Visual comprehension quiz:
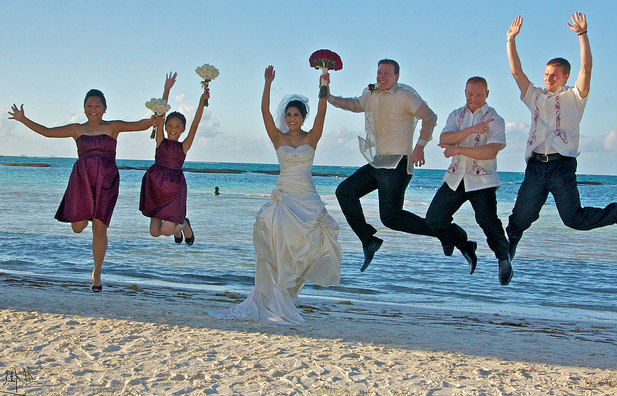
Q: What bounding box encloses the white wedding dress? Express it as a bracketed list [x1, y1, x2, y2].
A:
[211, 144, 341, 325]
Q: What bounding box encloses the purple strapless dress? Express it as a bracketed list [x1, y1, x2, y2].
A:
[55, 134, 119, 227]
[139, 139, 187, 224]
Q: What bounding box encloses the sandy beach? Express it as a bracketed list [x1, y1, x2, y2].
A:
[1, 273, 615, 396]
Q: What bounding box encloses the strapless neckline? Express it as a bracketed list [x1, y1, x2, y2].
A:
[276, 144, 314, 152]
[77, 134, 116, 142]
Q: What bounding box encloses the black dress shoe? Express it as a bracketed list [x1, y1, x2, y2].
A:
[442, 243, 455, 257]
[361, 237, 383, 272]
[460, 241, 477, 275]
[498, 259, 513, 286]
[184, 218, 195, 246]
[508, 235, 520, 260]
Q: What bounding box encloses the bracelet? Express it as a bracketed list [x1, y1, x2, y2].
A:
[507, 37, 515, 42]
[318, 85, 328, 99]
[578, 31, 587, 36]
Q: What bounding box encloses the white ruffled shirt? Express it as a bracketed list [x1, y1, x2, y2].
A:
[522, 84, 587, 161]
[442, 104, 506, 192]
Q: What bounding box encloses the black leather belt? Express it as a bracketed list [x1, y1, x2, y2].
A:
[531, 152, 564, 162]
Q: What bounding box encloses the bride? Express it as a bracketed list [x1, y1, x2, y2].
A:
[211, 65, 342, 325]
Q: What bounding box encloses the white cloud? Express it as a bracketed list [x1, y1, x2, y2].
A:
[63, 112, 82, 124]
[174, 94, 193, 116]
[504, 121, 530, 152]
[314, 126, 365, 166]
[580, 129, 617, 153]
[188, 133, 274, 163]
[173, 93, 221, 138]
[604, 130, 617, 151]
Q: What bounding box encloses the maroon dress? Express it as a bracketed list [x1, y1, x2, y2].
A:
[139, 139, 187, 224]
[55, 134, 119, 227]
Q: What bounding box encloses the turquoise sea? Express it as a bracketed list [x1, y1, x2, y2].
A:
[1, 155, 616, 324]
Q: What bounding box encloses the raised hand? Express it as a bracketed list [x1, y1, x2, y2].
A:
[567, 12, 587, 34]
[201, 84, 211, 104]
[264, 65, 275, 84]
[507, 16, 523, 40]
[320, 72, 330, 87]
[164, 72, 178, 91]
[8, 104, 26, 122]
[150, 115, 162, 126]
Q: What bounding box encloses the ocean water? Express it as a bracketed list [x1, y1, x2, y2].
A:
[1, 155, 616, 323]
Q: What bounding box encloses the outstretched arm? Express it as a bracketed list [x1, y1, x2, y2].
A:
[261, 65, 281, 146]
[110, 118, 157, 136]
[182, 85, 209, 153]
[507, 16, 531, 96]
[156, 72, 177, 145]
[307, 73, 329, 147]
[567, 12, 591, 98]
[327, 93, 365, 113]
[8, 104, 79, 138]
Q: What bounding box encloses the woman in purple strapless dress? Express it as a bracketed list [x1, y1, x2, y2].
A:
[9, 90, 156, 292]
[140, 72, 210, 245]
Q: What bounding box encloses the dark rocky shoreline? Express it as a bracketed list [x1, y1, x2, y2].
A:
[1, 163, 606, 182]
[2, 163, 346, 178]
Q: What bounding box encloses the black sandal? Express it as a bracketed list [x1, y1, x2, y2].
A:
[91, 284, 103, 292]
[184, 218, 194, 246]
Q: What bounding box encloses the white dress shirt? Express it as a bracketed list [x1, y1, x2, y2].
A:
[522, 84, 587, 161]
[442, 104, 506, 192]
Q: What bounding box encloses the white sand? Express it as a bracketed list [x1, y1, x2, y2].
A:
[1, 274, 615, 395]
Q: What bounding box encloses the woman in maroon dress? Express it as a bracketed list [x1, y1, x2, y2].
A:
[9, 90, 156, 292]
[140, 72, 209, 245]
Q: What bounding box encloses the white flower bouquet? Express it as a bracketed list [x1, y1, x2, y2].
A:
[145, 98, 171, 138]
[195, 64, 219, 106]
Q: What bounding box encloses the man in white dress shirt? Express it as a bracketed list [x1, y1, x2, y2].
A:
[505, 13, 617, 260]
[426, 77, 512, 285]
[329, 59, 459, 272]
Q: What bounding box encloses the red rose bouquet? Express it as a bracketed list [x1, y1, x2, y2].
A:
[309, 49, 343, 86]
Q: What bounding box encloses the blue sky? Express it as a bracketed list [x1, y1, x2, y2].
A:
[1, 0, 616, 175]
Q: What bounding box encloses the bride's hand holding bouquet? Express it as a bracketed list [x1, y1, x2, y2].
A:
[309, 49, 342, 98]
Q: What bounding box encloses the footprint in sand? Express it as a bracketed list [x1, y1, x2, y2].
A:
[103, 345, 121, 352]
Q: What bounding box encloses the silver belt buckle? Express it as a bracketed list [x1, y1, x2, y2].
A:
[537, 153, 549, 162]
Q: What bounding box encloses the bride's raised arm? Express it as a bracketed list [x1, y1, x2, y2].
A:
[307, 73, 329, 147]
[261, 65, 281, 145]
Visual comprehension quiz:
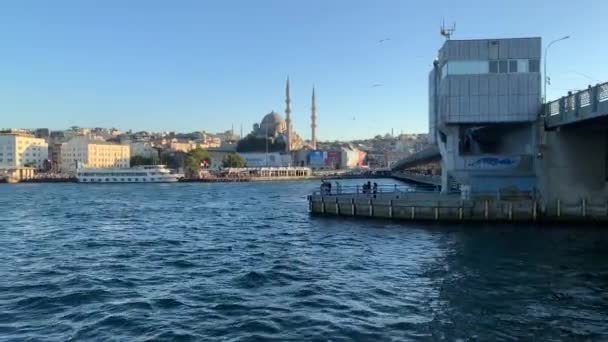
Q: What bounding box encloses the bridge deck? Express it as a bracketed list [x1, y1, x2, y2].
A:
[390, 145, 440, 171]
[545, 82, 608, 129]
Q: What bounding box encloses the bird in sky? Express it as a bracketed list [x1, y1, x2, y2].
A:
[371, 84, 384, 88]
[378, 38, 391, 43]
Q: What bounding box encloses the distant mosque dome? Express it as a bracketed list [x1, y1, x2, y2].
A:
[258, 111, 286, 137]
[242, 79, 307, 152]
[261, 111, 285, 126]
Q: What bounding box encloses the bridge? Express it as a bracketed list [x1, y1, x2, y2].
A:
[389, 145, 441, 187]
[390, 145, 440, 171]
[545, 82, 608, 129]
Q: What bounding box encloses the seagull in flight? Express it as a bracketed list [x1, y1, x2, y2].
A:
[371, 84, 384, 88]
[378, 38, 391, 44]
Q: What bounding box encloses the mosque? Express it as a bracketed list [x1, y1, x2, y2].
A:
[247, 78, 317, 152]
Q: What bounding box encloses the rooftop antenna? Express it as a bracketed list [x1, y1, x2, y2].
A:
[440, 20, 456, 40]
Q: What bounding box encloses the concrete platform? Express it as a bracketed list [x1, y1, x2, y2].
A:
[308, 192, 608, 223]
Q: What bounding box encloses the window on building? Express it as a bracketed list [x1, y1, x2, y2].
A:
[498, 60, 508, 73]
[529, 59, 540, 72]
[509, 60, 518, 73]
[445, 60, 489, 75]
[489, 61, 498, 73]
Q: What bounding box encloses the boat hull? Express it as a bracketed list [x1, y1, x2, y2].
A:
[76, 165, 183, 184]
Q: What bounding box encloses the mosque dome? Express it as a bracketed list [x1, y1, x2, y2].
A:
[261, 111, 285, 126]
[258, 111, 286, 137]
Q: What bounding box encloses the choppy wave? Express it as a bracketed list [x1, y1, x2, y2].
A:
[1, 180, 608, 340]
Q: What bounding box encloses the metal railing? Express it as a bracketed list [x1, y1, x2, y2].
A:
[311, 183, 442, 196]
[545, 81, 608, 125]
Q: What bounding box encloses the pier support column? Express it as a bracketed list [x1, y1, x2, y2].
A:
[321, 198, 325, 214]
[368, 200, 373, 216]
[484, 200, 489, 220]
[459, 202, 463, 221]
[582, 198, 587, 218]
[410, 206, 415, 220]
[335, 198, 340, 216]
[557, 199, 561, 217]
[351, 198, 355, 216]
[388, 200, 393, 218]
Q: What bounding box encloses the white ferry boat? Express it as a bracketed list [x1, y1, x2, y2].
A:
[76, 165, 183, 183]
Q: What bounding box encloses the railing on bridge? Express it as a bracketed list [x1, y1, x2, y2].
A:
[545, 81, 608, 129]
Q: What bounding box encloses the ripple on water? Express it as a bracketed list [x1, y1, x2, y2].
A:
[164, 259, 197, 269]
[2, 181, 608, 340]
[152, 297, 187, 309]
[234, 271, 269, 289]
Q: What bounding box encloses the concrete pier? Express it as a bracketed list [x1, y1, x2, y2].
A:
[308, 190, 608, 223]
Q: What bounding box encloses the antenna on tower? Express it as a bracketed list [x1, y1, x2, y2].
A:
[440, 20, 456, 40]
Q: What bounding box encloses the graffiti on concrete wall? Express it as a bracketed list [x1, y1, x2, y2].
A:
[466, 156, 521, 170]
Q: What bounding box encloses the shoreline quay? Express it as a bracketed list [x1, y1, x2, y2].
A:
[308, 191, 608, 223]
[2, 174, 388, 184]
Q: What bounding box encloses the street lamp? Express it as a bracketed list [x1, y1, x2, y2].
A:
[543, 35, 570, 104]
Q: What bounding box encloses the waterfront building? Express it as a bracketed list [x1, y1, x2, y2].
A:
[341, 147, 367, 168]
[308, 150, 327, 169]
[239, 152, 292, 167]
[169, 139, 195, 153]
[429, 37, 541, 193]
[130, 141, 158, 160]
[0, 132, 49, 170]
[34, 128, 50, 140]
[60, 136, 130, 174]
[49, 143, 63, 173]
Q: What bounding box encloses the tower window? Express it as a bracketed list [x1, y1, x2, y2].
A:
[498, 60, 508, 73]
[529, 59, 540, 72]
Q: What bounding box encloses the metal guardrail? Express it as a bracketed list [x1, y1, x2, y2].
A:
[311, 183, 442, 196]
[545, 81, 608, 128]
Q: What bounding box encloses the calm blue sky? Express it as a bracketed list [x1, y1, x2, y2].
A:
[1, 0, 606, 140]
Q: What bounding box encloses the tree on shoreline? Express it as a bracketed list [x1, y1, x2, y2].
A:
[222, 153, 246, 168]
[184, 147, 211, 177]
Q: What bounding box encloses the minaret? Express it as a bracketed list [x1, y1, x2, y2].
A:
[311, 87, 317, 150]
[285, 77, 292, 152]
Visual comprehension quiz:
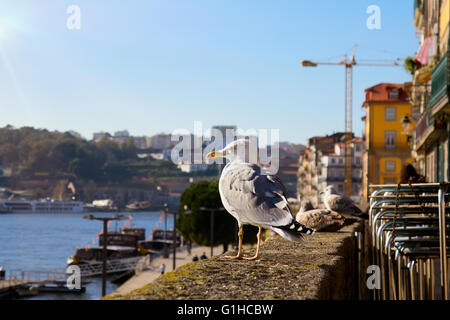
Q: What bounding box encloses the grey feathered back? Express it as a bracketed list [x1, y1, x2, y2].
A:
[296, 209, 344, 231]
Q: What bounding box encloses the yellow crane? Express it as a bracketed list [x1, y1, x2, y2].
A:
[300, 45, 400, 198]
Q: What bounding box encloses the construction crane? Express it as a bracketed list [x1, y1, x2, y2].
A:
[300, 45, 400, 198]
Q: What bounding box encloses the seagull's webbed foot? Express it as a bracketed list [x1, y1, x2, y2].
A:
[243, 254, 259, 261]
[225, 253, 243, 260]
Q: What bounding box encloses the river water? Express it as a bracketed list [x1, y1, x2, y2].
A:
[0, 211, 174, 300]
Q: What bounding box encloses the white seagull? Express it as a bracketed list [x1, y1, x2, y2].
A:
[206, 139, 314, 260]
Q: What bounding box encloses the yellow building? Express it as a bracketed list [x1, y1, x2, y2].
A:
[362, 83, 415, 200]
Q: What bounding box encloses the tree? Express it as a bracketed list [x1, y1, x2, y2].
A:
[83, 180, 97, 203]
[177, 180, 257, 253]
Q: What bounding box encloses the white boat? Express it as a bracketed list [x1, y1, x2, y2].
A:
[0, 200, 84, 213]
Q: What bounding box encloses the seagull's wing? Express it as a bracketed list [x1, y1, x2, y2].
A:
[220, 163, 313, 237]
[296, 209, 344, 231]
[327, 194, 362, 214]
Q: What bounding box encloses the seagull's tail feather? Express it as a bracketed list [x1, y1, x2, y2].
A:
[272, 219, 315, 241]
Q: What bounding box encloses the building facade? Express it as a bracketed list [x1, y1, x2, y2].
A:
[319, 138, 363, 202]
[297, 132, 362, 206]
[411, 0, 450, 183]
[362, 83, 415, 200]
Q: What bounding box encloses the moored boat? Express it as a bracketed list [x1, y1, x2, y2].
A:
[0, 200, 83, 213]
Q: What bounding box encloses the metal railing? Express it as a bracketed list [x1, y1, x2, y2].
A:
[369, 183, 449, 300]
[73, 256, 144, 277]
[0, 269, 68, 289]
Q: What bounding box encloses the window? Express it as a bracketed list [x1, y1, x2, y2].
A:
[338, 158, 343, 165]
[331, 158, 336, 164]
[355, 157, 361, 165]
[389, 89, 399, 99]
[355, 144, 361, 152]
[328, 169, 334, 177]
[385, 160, 396, 171]
[385, 131, 397, 150]
[385, 107, 396, 121]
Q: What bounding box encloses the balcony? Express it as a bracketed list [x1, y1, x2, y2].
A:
[428, 51, 450, 116]
[414, 111, 447, 151]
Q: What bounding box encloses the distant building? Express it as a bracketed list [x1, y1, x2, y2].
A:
[149, 133, 173, 150]
[297, 132, 362, 206]
[362, 83, 414, 200]
[177, 163, 209, 173]
[113, 130, 130, 144]
[93, 131, 111, 142]
[67, 130, 82, 140]
[277, 148, 303, 198]
[318, 138, 363, 200]
[133, 136, 149, 150]
[211, 125, 237, 149]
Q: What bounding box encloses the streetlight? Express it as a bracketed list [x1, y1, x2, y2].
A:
[83, 214, 127, 297]
[300, 60, 318, 67]
[199, 206, 225, 258]
[162, 204, 188, 271]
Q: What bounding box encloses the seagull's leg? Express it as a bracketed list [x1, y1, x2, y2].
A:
[225, 225, 243, 259]
[244, 226, 262, 260]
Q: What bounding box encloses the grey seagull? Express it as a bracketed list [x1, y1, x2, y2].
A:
[320, 185, 364, 217]
[206, 139, 314, 260]
[296, 197, 344, 231]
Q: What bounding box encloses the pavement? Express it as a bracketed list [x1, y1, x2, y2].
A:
[113, 243, 224, 295]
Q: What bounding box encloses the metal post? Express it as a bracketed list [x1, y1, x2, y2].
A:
[173, 211, 177, 271]
[438, 185, 448, 299]
[83, 214, 126, 297]
[210, 210, 214, 258]
[102, 219, 108, 297]
[199, 207, 225, 258]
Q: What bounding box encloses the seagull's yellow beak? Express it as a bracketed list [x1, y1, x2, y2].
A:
[206, 150, 225, 160]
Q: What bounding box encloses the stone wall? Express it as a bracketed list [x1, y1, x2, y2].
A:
[106, 219, 367, 300]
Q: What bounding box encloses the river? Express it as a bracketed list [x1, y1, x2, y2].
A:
[0, 211, 174, 300]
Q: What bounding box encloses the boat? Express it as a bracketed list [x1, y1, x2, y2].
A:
[138, 229, 181, 252]
[67, 227, 152, 277]
[125, 201, 151, 212]
[0, 200, 83, 213]
[67, 246, 145, 277]
[84, 199, 117, 212]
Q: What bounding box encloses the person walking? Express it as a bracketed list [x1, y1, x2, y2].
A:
[159, 263, 166, 275]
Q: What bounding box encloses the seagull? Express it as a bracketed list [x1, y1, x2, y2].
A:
[296, 197, 345, 231]
[206, 139, 314, 260]
[320, 185, 365, 218]
[296, 208, 344, 232]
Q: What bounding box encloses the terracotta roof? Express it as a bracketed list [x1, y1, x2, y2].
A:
[362, 83, 409, 106]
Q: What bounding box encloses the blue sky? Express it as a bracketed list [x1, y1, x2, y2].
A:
[0, 0, 418, 145]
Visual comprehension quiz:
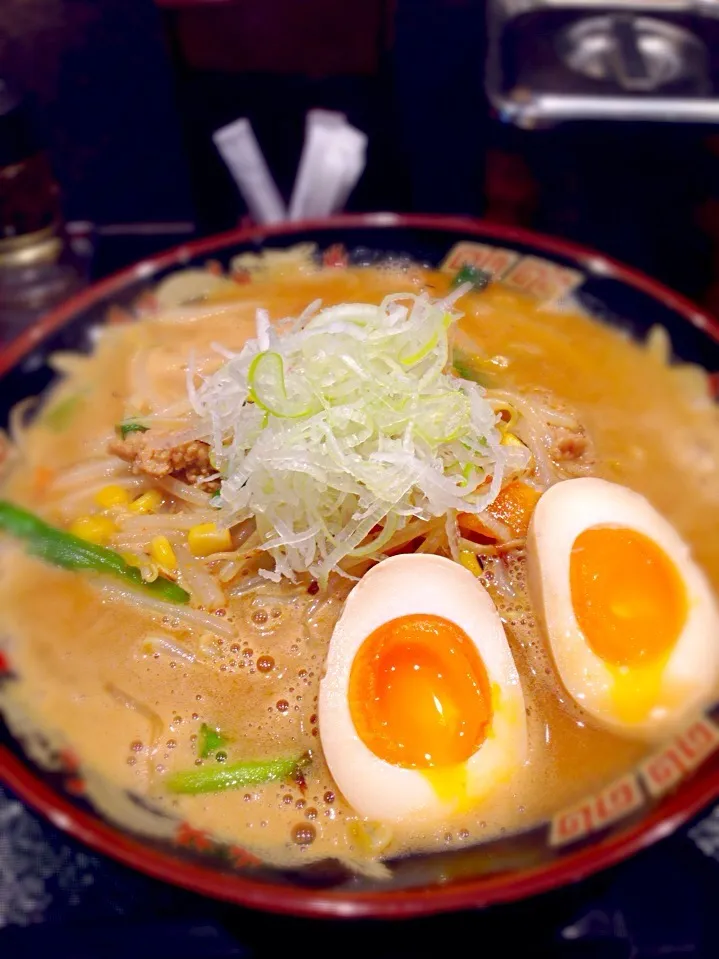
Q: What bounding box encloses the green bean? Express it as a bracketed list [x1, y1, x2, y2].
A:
[0, 500, 189, 604]
[167, 757, 302, 795]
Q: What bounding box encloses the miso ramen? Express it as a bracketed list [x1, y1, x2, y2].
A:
[1, 246, 718, 874]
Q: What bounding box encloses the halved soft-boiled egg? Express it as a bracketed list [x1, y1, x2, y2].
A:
[527, 477, 719, 740]
[318, 554, 526, 824]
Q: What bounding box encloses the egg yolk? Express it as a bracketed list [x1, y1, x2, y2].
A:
[348, 613, 492, 769]
[570, 526, 687, 668]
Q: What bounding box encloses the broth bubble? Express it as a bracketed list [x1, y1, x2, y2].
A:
[291, 823, 316, 845]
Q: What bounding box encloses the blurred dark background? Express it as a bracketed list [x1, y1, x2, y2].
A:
[1, 0, 718, 308]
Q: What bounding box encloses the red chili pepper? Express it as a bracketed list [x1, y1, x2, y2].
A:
[322, 244, 348, 268]
[294, 768, 307, 794]
[59, 748, 80, 772]
[107, 305, 133, 326]
[228, 844, 261, 867]
[66, 777, 86, 795]
[231, 268, 252, 285]
[135, 292, 159, 313]
[176, 822, 214, 852]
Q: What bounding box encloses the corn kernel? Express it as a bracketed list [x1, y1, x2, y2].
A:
[129, 489, 163, 514]
[69, 515, 117, 546]
[150, 535, 177, 570]
[500, 431, 524, 448]
[188, 522, 232, 557]
[94, 484, 131, 509]
[459, 549, 482, 577]
[121, 552, 143, 567]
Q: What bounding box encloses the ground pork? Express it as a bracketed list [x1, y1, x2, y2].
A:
[554, 429, 589, 461]
[551, 425, 595, 475]
[108, 432, 220, 490]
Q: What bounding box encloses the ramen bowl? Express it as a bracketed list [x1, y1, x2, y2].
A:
[1, 214, 719, 919]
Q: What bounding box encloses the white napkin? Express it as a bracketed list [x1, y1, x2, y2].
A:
[288, 109, 367, 220]
[213, 111, 367, 224]
[212, 118, 287, 225]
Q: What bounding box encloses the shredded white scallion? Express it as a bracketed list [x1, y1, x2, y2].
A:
[190, 292, 529, 581]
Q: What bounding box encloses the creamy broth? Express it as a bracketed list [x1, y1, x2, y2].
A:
[1, 261, 718, 872]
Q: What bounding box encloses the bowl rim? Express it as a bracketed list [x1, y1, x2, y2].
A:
[1, 212, 718, 919]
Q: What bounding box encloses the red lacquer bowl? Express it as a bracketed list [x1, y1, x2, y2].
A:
[2, 214, 719, 919]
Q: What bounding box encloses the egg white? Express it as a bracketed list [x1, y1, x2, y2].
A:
[318, 554, 527, 824]
[527, 477, 719, 740]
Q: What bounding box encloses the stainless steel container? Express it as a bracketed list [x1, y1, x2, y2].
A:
[486, 0, 719, 125]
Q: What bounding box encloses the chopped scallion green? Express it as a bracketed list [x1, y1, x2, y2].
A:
[198, 723, 227, 758]
[452, 264, 492, 291]
[117, 420, 149, 439]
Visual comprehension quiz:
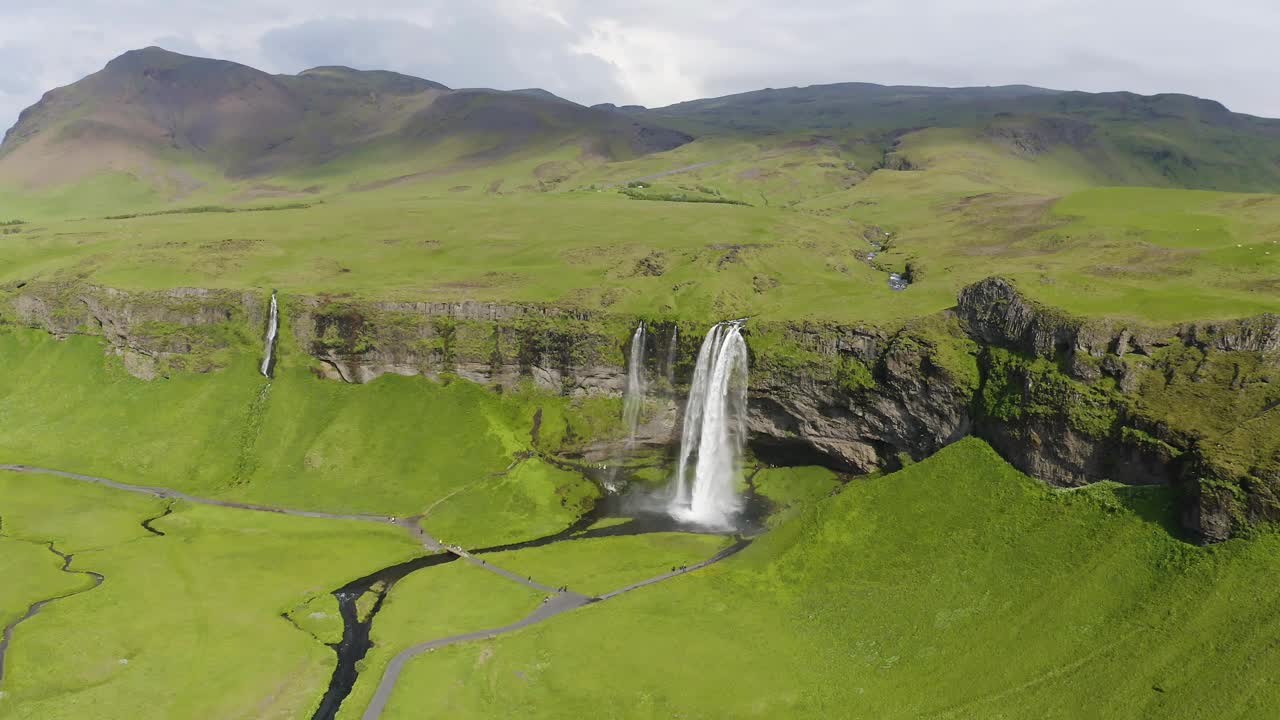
■ ■ ■ ■ ■ ■ ■
= WHAT TO PRODUCE =
Please return every line in the data that includes the string "shoreline".

= RESPONSE TO THIS TASK =
Q: What bounding box encloses the dark rocky shoreline? Express it as a bracketed list [x1, y1, x2, y2].
Q: What bounding box encloses the shoreline quay? Express it as a bracketed list [x1, y1, x2, y2].
Q: What bounding box encloses the tree on shoreline? Express it as a bracketed list [x1, y1, x2, y2].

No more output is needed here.